INSTRUCTION: Show each line of the listing below that contains the word "knitted". Case matters.

EXTRACTED ENTRIES:
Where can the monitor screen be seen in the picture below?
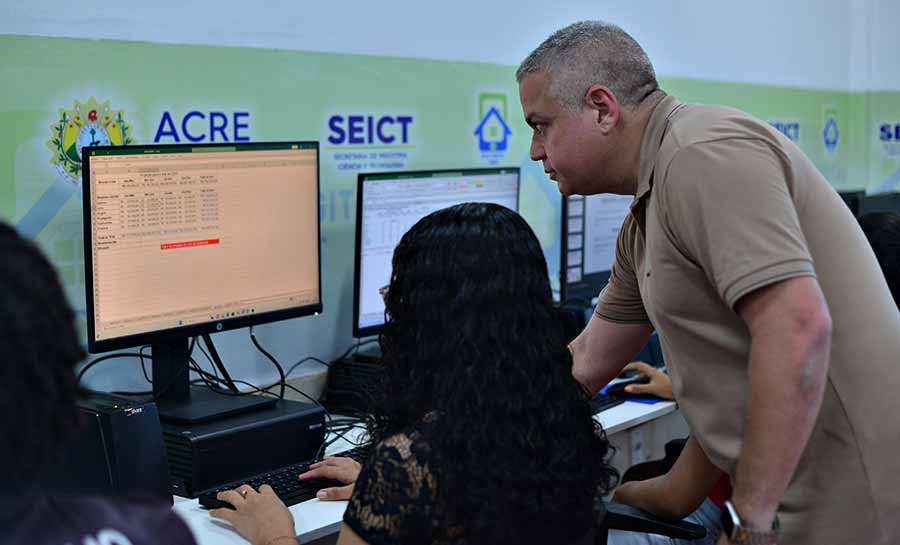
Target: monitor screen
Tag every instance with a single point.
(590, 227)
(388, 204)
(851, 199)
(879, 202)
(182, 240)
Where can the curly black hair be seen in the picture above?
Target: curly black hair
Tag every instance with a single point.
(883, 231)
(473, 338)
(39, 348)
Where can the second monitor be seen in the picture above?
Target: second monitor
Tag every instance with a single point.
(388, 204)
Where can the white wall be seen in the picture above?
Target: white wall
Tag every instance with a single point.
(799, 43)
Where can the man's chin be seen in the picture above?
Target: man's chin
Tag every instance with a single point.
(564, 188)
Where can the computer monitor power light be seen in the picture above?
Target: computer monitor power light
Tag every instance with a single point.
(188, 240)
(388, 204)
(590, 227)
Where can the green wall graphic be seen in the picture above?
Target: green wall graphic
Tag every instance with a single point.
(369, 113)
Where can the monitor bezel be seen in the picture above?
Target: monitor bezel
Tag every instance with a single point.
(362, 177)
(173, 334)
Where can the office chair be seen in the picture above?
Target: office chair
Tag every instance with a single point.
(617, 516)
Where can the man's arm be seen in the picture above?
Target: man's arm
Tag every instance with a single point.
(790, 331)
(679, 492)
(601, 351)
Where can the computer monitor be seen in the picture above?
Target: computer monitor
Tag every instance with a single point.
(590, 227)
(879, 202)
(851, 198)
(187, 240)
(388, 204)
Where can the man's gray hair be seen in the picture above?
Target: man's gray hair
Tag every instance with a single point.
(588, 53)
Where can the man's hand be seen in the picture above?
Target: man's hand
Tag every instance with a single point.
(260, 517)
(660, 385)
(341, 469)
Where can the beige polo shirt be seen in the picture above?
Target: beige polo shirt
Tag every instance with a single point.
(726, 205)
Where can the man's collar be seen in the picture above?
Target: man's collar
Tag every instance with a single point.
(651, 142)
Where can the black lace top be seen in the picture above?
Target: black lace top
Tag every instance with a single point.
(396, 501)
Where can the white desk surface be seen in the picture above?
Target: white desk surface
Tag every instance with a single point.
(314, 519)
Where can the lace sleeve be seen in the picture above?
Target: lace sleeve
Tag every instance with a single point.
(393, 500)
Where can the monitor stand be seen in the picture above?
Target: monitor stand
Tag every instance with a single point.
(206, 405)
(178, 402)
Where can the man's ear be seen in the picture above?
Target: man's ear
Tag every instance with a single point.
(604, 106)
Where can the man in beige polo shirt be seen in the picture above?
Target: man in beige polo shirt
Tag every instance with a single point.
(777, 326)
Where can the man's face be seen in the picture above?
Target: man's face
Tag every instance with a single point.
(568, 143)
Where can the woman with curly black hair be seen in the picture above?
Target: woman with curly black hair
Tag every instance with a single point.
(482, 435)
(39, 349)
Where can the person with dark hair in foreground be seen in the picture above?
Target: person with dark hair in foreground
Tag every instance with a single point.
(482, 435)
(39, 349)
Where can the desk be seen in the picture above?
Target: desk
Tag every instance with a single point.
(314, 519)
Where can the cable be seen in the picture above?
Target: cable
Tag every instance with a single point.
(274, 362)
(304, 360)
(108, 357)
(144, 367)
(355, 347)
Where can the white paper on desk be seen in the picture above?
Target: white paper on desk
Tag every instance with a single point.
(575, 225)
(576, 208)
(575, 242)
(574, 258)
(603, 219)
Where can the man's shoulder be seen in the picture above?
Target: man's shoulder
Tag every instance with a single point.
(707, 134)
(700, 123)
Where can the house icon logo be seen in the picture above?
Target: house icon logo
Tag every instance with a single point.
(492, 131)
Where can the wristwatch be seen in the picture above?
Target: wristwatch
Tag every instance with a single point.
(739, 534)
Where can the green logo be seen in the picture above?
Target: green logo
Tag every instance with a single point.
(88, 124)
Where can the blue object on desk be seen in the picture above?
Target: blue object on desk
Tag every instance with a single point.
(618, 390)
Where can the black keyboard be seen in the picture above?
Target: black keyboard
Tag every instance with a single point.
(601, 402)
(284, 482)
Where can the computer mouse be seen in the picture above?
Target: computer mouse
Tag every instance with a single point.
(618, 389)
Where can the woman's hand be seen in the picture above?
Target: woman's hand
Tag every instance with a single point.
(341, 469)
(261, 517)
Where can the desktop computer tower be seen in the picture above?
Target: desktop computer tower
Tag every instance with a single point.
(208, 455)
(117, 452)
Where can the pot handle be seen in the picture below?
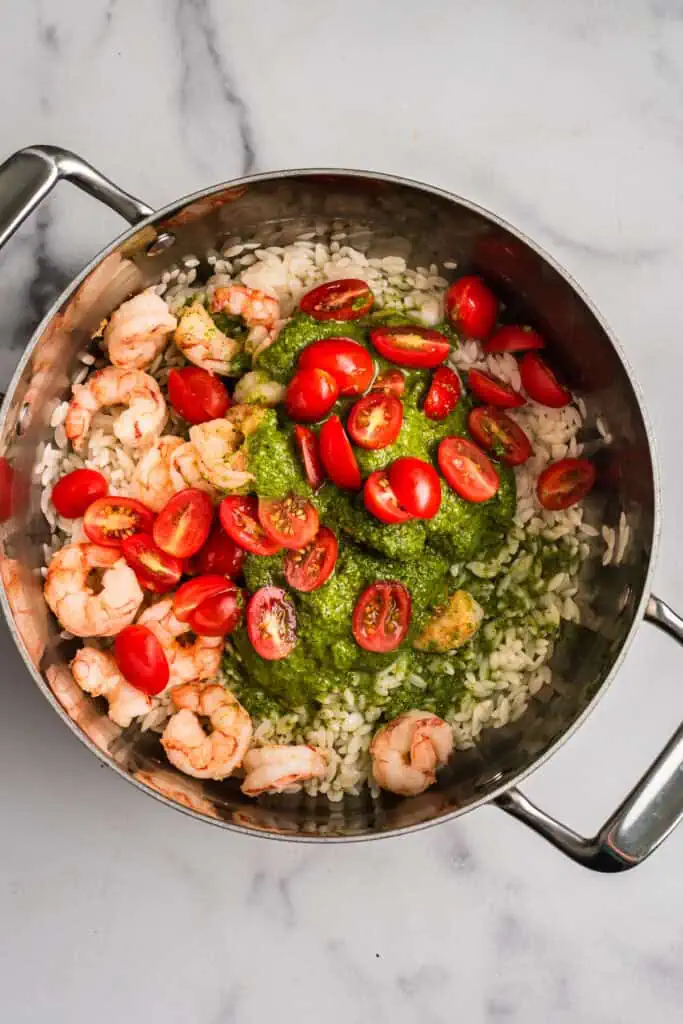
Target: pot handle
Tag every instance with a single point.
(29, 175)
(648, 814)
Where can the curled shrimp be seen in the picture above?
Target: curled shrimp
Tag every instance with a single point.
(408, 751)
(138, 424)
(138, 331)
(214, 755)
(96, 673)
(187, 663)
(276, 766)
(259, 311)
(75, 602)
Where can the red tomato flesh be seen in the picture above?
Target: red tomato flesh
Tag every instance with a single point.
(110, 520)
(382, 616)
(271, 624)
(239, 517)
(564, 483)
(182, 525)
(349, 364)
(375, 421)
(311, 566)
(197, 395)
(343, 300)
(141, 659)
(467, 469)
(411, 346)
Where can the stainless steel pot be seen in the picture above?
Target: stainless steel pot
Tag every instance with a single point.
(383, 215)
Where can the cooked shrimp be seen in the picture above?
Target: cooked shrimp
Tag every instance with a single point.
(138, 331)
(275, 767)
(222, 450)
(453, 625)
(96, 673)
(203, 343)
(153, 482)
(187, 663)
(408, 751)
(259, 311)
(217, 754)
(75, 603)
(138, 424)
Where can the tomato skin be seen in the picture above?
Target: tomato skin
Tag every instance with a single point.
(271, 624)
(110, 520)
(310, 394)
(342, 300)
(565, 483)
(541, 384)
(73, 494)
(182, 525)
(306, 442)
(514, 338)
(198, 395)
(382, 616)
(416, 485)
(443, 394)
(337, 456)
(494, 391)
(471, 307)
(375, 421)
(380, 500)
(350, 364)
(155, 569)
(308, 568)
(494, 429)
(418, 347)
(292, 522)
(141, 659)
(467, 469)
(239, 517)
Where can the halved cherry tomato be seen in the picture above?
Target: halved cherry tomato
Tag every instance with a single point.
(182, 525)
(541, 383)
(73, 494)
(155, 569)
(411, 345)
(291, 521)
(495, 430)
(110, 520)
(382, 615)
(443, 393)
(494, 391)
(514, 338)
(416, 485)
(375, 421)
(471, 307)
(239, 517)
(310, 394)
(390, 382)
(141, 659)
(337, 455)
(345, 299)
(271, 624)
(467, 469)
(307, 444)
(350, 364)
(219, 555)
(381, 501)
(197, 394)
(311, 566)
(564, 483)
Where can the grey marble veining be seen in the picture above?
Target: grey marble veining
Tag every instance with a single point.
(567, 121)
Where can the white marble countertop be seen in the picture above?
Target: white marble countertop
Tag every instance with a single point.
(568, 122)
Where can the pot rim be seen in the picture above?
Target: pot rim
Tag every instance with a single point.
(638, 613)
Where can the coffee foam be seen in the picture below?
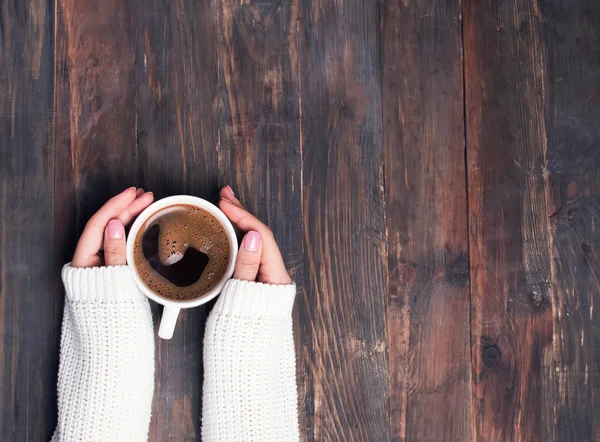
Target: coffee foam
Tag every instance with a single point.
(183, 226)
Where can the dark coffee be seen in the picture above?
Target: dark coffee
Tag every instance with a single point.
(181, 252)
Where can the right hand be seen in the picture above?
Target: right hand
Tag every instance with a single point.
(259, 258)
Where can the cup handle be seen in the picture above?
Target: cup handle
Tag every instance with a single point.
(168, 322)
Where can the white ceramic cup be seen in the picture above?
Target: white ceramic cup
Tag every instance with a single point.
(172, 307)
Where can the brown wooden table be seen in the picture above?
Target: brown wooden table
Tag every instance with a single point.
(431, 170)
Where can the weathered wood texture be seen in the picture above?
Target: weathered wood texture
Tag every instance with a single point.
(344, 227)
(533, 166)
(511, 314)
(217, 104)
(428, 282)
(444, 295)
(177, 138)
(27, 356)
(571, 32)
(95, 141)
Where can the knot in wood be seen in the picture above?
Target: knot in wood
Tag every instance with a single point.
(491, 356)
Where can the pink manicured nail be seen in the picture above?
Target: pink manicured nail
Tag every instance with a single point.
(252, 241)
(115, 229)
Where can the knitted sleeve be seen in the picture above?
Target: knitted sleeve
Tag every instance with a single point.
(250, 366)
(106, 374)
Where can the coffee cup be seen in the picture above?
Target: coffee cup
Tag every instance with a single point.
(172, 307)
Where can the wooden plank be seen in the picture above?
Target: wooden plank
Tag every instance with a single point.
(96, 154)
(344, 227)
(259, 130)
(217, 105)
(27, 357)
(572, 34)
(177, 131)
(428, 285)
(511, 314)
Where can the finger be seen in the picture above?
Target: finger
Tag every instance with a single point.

---

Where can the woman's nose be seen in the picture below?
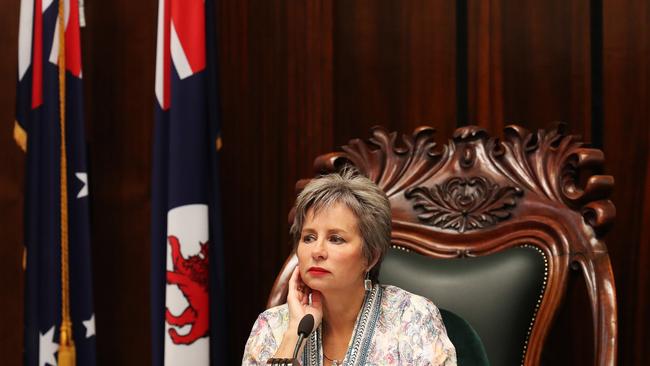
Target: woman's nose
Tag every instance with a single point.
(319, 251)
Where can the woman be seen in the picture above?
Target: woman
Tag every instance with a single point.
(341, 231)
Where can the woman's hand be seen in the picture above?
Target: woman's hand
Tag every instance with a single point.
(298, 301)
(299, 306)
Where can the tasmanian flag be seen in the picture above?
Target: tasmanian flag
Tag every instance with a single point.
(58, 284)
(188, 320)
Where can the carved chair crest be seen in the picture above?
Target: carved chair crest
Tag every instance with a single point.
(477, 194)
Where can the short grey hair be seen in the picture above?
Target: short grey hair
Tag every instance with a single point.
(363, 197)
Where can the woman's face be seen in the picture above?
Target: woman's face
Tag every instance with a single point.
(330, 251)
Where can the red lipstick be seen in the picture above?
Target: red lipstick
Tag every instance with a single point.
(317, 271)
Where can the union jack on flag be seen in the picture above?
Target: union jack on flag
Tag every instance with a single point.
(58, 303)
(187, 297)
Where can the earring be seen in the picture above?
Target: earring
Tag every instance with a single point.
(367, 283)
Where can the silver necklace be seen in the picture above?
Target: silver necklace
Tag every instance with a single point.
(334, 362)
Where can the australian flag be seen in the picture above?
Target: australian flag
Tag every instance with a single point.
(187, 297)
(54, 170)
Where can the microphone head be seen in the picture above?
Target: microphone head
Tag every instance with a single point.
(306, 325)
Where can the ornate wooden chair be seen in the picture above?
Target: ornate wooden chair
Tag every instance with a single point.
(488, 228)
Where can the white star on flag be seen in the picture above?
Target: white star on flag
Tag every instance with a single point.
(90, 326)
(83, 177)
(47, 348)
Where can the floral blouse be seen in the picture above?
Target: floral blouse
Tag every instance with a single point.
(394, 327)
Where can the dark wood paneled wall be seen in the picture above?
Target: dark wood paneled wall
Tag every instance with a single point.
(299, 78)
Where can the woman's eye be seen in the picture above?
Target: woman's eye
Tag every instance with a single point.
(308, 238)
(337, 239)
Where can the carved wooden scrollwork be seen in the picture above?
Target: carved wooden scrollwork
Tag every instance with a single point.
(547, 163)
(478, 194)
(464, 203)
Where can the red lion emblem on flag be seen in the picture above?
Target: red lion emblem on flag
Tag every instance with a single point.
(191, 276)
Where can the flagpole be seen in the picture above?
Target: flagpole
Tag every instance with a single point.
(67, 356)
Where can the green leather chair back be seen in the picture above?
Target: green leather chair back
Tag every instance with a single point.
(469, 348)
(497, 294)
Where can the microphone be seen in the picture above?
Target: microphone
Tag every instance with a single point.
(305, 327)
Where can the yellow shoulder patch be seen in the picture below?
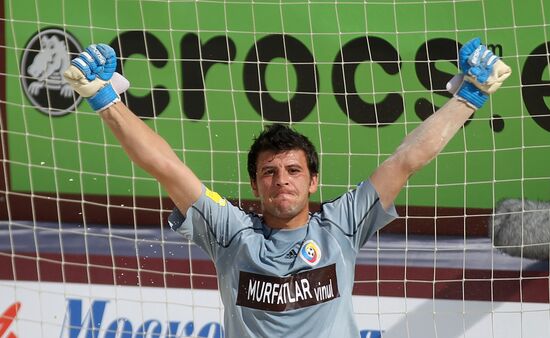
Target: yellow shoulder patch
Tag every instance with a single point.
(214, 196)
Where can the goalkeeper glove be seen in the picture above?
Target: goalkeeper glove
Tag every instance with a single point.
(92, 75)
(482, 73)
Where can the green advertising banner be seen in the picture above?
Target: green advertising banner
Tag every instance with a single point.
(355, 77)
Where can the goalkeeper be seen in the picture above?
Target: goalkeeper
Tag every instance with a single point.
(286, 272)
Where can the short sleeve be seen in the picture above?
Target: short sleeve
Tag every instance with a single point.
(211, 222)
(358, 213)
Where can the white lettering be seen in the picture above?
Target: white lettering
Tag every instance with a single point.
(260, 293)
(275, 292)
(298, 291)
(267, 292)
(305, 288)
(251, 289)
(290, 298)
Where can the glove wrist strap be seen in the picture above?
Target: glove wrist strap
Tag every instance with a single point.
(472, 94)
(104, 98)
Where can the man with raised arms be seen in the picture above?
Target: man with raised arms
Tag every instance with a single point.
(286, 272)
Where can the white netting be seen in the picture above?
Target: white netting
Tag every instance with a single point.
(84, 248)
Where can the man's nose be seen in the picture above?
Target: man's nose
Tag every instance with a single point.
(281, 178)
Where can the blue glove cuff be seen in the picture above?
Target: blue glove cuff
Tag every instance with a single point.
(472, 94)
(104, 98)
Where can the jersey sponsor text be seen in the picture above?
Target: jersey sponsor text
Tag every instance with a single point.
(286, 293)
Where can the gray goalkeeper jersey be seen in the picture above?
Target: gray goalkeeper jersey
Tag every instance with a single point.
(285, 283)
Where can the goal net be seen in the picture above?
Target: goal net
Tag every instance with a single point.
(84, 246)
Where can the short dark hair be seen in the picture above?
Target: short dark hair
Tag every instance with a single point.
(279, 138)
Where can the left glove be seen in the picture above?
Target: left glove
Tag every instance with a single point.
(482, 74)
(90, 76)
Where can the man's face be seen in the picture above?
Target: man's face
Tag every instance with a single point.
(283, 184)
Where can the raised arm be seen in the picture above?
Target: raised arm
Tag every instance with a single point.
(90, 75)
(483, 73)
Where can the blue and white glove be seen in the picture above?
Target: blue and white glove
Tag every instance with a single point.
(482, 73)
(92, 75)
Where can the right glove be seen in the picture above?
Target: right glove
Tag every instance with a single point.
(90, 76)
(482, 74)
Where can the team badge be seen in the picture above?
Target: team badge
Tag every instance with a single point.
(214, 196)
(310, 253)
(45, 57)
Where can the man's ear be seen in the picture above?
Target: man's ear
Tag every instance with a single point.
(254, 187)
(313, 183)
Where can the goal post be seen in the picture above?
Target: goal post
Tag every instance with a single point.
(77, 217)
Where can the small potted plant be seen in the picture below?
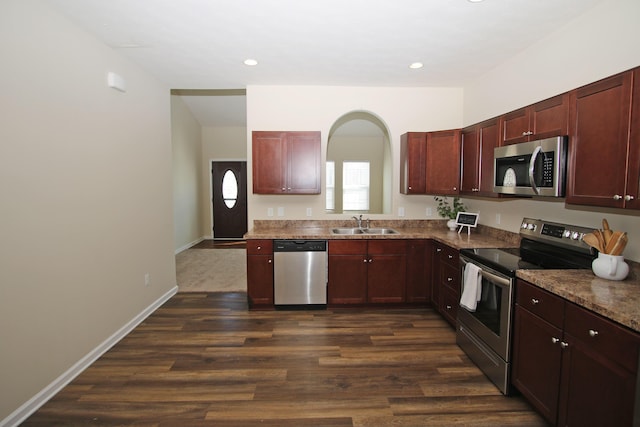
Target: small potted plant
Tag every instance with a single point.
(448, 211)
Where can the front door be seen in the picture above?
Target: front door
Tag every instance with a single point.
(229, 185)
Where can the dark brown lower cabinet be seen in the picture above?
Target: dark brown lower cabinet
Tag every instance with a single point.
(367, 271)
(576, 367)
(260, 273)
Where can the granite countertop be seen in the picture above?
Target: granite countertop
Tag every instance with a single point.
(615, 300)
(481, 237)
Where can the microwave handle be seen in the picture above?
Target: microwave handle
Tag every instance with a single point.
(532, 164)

FINAL RESULT:
Where can the knitted sleeve be seen in the picture above?
Target: knitted sleeve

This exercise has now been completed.